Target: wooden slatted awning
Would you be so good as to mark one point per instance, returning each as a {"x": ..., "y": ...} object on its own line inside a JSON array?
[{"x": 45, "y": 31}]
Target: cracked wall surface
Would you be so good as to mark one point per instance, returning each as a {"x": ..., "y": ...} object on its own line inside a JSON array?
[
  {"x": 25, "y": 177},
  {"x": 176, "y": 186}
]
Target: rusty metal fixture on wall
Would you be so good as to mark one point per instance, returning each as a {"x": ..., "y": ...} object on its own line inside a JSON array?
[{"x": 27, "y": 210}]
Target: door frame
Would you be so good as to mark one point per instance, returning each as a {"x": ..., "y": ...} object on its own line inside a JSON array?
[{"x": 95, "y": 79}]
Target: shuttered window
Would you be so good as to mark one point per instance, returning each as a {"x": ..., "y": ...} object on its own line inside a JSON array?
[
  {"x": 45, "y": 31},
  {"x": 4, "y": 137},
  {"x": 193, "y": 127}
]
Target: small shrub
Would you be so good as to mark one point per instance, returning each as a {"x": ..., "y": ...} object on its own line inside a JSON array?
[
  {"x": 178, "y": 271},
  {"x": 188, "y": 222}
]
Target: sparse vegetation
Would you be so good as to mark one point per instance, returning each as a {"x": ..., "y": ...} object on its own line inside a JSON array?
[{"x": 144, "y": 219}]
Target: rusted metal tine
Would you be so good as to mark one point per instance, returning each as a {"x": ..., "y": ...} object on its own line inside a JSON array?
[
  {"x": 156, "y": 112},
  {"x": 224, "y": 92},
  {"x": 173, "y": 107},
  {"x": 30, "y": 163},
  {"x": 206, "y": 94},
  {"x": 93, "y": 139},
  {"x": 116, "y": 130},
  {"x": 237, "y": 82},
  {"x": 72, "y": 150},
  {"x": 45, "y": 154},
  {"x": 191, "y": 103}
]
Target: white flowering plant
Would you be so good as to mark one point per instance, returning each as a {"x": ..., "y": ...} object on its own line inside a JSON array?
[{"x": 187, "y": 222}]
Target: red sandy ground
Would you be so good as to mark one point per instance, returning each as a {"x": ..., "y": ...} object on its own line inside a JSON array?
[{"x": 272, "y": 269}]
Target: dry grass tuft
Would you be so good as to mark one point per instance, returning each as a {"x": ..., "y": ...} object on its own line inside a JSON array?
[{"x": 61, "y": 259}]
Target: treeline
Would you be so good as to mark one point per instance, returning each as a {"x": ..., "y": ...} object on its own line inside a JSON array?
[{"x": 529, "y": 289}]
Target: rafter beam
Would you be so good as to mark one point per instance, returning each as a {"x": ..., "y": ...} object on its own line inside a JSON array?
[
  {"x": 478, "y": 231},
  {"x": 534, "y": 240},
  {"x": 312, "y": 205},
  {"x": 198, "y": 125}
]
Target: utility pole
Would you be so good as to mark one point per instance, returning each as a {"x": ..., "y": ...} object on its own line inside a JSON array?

········

Problem to solve> Verbatim reproduction of the entries is required.

Result>
Target: wooden slatted awning
Would you be so good as to mark one point per instance, returning each as a {"x": ..., "y": ...} object on its own line inside a JSON array?
[{"x": 45, "y": 31}]
Target: cracked wall surface
Would you be so good as to mark one point per instance, returning each as a {"x": ..., "y": ...} object on its own line inside a JSON array?
[
  {"x": 25, "y": 177},
  {"x": 176, "y": 186}
]
Target: rusty metal fixture on wall
Would you be so good as to mark one point per instance, returning each as a {"x": ..., "y": ...} object on its own line inside a JSON array?
[{"x": 27, "y": 210}]
Target: door frame
Would you be so good as to mark one point per instance, returning each as a {"x": ..., "y": ...} object on its own line inside a JSON array?
[{"x": 95, "y": 79}]
Target: shuttered window
Would you be so good as to mark one point per instance, returning each as a {"x": ..., "y": ...} object on its own line inside a JSON array?
[
  {"x": 45, "y": 31},
  {"x": 4, "y": 137},
  {"x": 193, "y": 127}
]
Target: small shrub
Would you be so good as to mark one point per instance, returning each as a {"x": ..., "y": ...} object on its own line inside a JSON array?
[
  {"x": 178, "y": 271},
  {"x": 188, "y": 222}
]
Target: sparse vegetation
Would you be so good as to mark one point per instance, returning each as a {"x": ..., "y": ...} object on its own line inside a JSON array?
[{"x": 144, "y": 219}]
Target: rusted metal tine
Would you be so good as to mark one point per instance, returning each as a {"x": ..., "y": ...} object on its own line inside a JSON array?
[
  {"x": 156, "y": 112},
  {"x": 224, "y": 92},
  {"x": 173, "y": 107},
  {"x": 30, "y": 163},
  {"x": 206, "y": 94},
  {"x": 93, "y": 139},
  {"x": 116, "y": 130},
  {"x": 237, "y": 82},
  {"x": 72, "y": 150},
  {"x": 45, "y": 154},
  {"x": 191, "y": 103}
]
Target: white flowering plant
Would you be so good as to mark one point per instance, returning each as a {"x": ..., "y": ...} object on its own line inside a JSON array?
[{"x": 187, "y": 222}]
Target: red sandy ground
Would you be so good as to mark one point per instance, returning each as a {"x": ..., "y": ...} object on its own line inside a JSON array?
[{"x": 272, "y": 269}]
Target: dry grass tuft
Would you be so good as to mark one point per instance, returning each as a {"x": ..., "y": ...} object on its own line inside a JSON array?
[{"x": 61, "y": 259}]
Target: treeline
Would you be so good as to mark one point per instance, returning each as a {"x": ..., "y": ...} object on its own line inside a JSON array?
[{"x": 529, "y": 289}]
Target: rafter beam
Would you be so good as to mark one point per instance, returning each as a {"x": ..., "y": ...} object on its own line inside a JSON array?
[
  {"x": 478, "y": 231},
  {"x": 534, "y": 240},
  {"x": 312, "y": 205},
  {"x": 198, "y": 125}
]
Target: utility pole
Would you be so good as to mark one point per instance, returning each as a {"x": ..., "y": ...} object on its own line inside a JSON array?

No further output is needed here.